■ Da fare ■
a) Traduci in inglese questa frase dell'articolo sull'autogol di Escobar: "Lo stadio esplode di gioia, la Colombia intera ammutolisce."
b) Riporta senza alcuna modifica le righe dell'elenco a partire da quella che contiene "In this picture, where can the hazy", compresa, e proseguendo fino alla fine dell'elenco.

■ Articolo ■
▬▬▬
"Per
favore, cerchiamo di essere rispettosi… Un abbraccio forte a tutti,
è stata un’esperienza fenomenale, strana, che non avevo mai
sentito in vita mia. A presto, perché la vita non finisce qui”,
Andrés
Escobar, El Tiempo (editoriale
scritto il 29 giugno e pubblicato il 3 luglio 1994, un giorno dopo la
sua morte)
L'autogol di Escobar nella partita contro gli USA |
Los Angeles (Pasadena), Rose Bowl stadium, 22 giugno 1994. Si gioca Colombia – USA davanti a più di novantatremila spettatori sugli spalti. In palio c'è l'accesso agli ottavi di finale dei Mondiali. E' il 35' del primo tempo: il centrocampista statunitense John Harkes, si libera sulla fascia sinistra e improvvisa un cross basso nel cuore dell’area colombiana. La difesa dei "Los Cafeteros (soprannome dei calciatori colombiani) – letteralmente chi fa o beve il caffé" è leggermente sbilanciata, il pallone arriva al centro dell'area dove il difensore Andrés Escobar, impaurito dal possibile arrivo di un attaccante statunitense alle sue spalle, entra in scivolata e, sfortunatamente, devia il pallone nella propria porta, per il più clamoroso e sfortunato degli autogol. 1-0 per gli USA. Lo stadio esplode di gioia, la Colombia intera ammutolisce. Escobar rimane a lungo steso a terra, impietrito. In quel momento una partita di calcio si trasforma in un dramma. Il primo a capirlo è un bimbo, Felipe, il figlio della sorella di Escobar, che dalle gradinate dello stadio dove l'Italia perderà in finale col Brasile, confida alla mamma: "Mami, a Andrés lo ammazzeranno". "Il calcio non è come la Corrida. Qui nessuno muore", fu la risposta esaustiva di mamma Maria Ester. La partita finirà con la vittoria degli statunitensi per due a uno. Ad evitare alla Colombia l'eliminazione dai Mondiali non servirà il risultato della terza e ultima partita poi vinta contro la Svizzera.
▬▬▬
■ Dati estratti ■
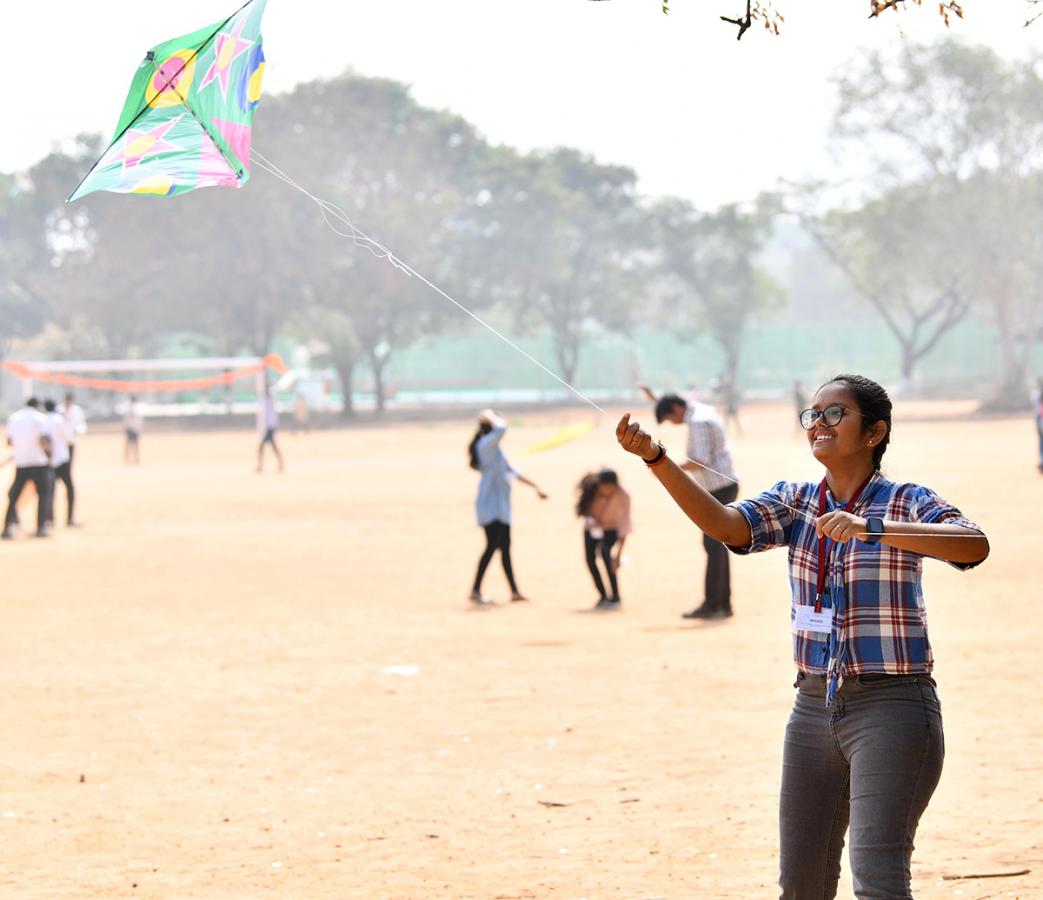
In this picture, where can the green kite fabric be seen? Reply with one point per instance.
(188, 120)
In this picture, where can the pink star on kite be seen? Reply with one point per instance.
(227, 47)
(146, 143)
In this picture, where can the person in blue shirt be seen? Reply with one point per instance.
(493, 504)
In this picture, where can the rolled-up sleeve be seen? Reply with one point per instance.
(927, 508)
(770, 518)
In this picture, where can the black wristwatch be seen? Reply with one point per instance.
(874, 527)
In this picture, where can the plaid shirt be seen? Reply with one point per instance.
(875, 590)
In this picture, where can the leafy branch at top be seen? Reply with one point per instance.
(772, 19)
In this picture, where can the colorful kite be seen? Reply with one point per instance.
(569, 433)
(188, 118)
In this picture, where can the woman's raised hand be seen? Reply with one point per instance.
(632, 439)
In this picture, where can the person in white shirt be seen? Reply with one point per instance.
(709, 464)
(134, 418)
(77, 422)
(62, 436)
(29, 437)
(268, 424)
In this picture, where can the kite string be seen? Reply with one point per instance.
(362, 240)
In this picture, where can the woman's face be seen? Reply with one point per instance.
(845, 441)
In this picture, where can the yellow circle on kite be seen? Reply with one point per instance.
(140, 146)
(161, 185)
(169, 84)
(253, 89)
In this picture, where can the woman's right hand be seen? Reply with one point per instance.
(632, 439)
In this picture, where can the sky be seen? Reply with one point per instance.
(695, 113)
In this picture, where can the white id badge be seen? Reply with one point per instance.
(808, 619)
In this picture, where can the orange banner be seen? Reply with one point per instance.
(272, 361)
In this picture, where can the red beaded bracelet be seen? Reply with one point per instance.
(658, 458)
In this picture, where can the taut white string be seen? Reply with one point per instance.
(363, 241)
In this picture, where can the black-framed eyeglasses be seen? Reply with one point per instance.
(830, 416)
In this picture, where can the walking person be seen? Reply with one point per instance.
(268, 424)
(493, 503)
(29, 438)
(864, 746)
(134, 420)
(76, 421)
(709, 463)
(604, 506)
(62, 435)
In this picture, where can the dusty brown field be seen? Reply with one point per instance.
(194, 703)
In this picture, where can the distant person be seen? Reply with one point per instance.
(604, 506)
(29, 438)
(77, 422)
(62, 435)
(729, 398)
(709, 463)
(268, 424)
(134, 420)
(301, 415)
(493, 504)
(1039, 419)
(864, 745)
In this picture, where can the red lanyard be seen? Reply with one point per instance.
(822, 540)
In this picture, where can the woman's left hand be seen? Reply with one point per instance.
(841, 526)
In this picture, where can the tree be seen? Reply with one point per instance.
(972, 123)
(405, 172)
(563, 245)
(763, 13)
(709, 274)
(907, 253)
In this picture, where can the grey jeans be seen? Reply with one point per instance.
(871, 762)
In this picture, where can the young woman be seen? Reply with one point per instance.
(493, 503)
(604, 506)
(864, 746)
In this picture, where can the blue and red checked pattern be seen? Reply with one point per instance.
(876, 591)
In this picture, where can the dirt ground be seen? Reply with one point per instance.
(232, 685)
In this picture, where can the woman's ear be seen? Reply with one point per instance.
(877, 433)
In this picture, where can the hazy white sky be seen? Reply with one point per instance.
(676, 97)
▬▬▬
■ Elenco soluzioni ■
a) The stadium erupts with joy, the whole of Colombia falls silent.

b)
In this picture, where can the hazy white sky be seen? Reply with one point per instance.
(676, 97)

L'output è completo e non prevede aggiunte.